• [Task goal] List each line of the data that holds the string "below".

──────────

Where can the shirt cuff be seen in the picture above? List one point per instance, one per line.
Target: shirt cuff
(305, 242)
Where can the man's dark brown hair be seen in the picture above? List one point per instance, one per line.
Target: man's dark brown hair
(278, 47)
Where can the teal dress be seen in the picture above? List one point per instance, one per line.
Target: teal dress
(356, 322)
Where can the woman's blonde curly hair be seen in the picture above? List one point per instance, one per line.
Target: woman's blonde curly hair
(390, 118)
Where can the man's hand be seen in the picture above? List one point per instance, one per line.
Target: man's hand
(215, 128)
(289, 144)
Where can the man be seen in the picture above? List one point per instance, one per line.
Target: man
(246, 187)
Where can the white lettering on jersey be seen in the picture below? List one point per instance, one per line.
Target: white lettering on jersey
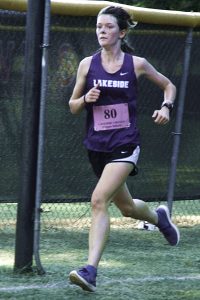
(122, 84)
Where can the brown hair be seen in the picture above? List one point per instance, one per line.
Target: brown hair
(124, 21)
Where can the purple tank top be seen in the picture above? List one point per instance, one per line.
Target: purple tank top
(111, 121)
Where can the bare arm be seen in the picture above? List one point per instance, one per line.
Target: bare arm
(143, 67)
(78, 100)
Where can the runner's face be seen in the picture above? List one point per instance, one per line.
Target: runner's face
(107, 30)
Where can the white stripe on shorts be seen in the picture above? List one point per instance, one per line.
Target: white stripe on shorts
(133, 158)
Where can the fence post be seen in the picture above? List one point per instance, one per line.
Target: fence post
(30, 119)
(179, 118)
(41, 137)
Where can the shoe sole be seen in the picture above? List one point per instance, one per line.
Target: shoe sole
(173, 225)
(76, 279)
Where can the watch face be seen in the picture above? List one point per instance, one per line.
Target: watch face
(168, 105)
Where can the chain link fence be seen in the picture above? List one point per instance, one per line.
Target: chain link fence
(68, 178)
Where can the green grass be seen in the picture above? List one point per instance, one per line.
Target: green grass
(136, 265)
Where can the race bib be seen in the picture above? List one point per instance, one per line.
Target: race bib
(107, 117)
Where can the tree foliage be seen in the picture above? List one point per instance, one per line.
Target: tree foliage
(180, 5)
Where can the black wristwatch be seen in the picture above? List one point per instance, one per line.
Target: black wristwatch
(169, 105)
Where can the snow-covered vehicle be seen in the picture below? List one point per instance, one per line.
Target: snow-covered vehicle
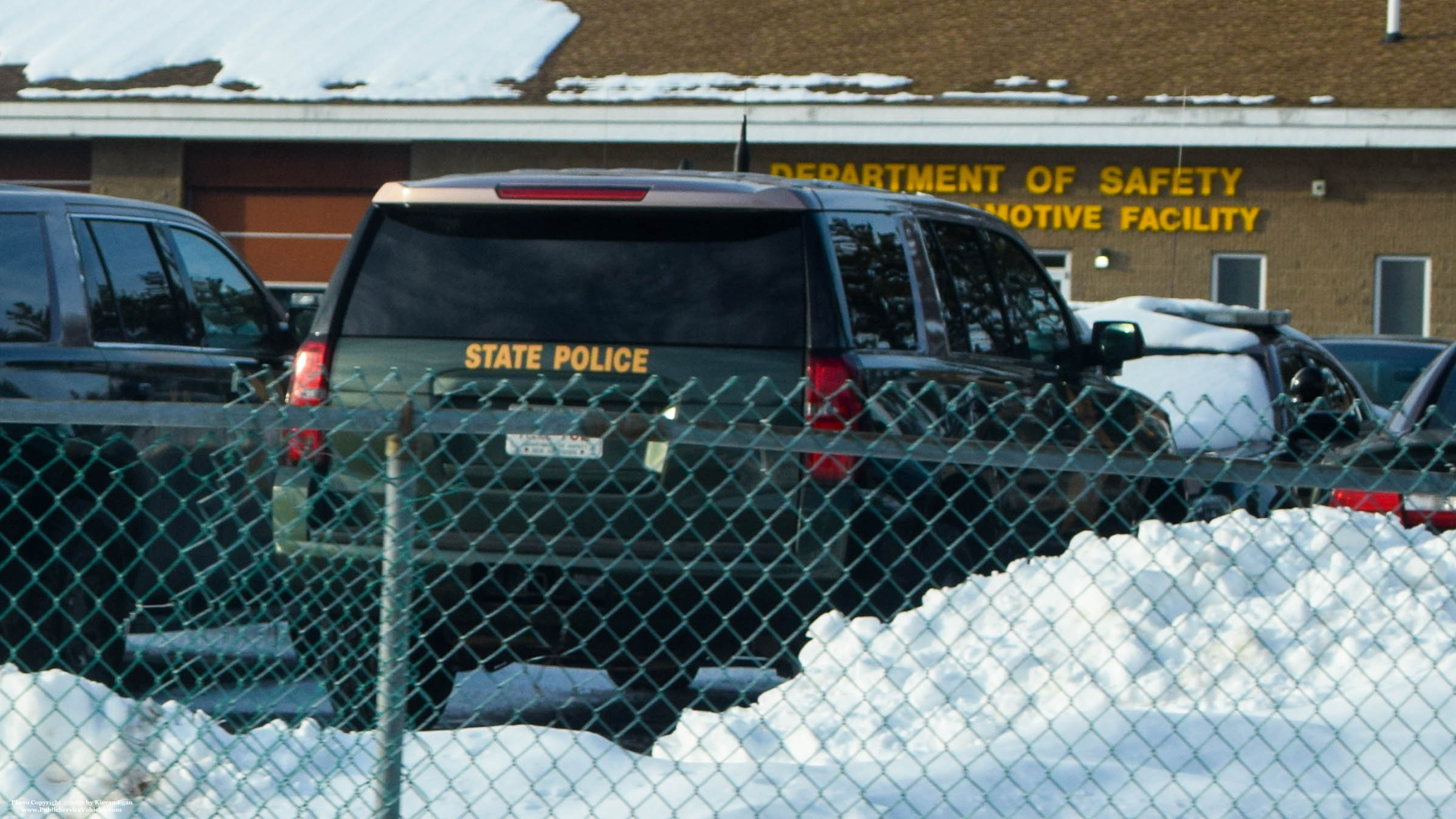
(1238, 382)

──────────

• [Written answer]
Where can the white lettering on jersey be seen in the picture below? List one point per instance, one per line.
Where can the snow-covered vehicle be seen in the picture below? List one point per instance, one per line.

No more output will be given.